* BEGIN *

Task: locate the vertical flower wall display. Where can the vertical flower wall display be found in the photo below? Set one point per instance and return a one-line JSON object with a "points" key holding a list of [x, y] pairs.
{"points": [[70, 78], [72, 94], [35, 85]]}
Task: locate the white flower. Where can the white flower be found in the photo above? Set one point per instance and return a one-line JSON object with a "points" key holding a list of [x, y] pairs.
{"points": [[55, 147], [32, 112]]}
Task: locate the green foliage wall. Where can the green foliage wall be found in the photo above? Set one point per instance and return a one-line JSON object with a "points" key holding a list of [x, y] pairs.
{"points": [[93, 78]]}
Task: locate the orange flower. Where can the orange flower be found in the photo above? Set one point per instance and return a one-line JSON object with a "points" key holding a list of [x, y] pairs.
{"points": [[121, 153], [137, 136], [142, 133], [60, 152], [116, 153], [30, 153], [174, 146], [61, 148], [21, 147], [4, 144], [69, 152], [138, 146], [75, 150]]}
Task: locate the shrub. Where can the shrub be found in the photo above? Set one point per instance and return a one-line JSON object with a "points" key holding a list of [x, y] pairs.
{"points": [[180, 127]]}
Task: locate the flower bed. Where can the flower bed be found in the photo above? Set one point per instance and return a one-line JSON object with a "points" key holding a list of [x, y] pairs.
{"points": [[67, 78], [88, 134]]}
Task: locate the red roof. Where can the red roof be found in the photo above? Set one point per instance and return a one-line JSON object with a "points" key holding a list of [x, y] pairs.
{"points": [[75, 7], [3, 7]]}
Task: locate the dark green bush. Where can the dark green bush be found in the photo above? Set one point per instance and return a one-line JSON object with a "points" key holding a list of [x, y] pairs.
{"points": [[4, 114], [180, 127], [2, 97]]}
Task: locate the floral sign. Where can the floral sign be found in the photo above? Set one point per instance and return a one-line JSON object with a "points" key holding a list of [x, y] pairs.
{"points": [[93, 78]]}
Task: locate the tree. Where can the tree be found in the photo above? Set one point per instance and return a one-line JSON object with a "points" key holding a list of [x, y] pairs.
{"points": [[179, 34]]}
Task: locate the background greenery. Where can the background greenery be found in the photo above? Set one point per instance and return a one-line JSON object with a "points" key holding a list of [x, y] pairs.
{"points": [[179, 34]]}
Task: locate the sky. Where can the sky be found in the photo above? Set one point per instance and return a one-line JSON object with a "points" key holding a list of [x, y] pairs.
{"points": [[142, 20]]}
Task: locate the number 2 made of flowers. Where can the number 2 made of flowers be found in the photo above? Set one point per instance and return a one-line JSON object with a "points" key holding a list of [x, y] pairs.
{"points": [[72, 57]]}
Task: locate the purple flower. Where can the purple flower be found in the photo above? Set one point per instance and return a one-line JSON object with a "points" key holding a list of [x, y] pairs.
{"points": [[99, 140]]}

* END *

Copy out everything from the line that contains "Task: locate the number" down to the end of the entries, word for word, with both ends included.

**RESULT OF THIS TASK:**
Task: locate the number 2 made of flowers. Where can the number 2 made of flowers be found in the photo above? Set one point per instance and return a one-line JSON object with a "points" key holding a list of [x, y] pairs.
{"points": [[72, 57]]}
Task: locate the purple flower. Where can the purple flower be found in the photo above? Set one point per instance and return a one-line JSON object with a "points" key holding a list of [x, y] pairs.
{"points": [[99, 140]]}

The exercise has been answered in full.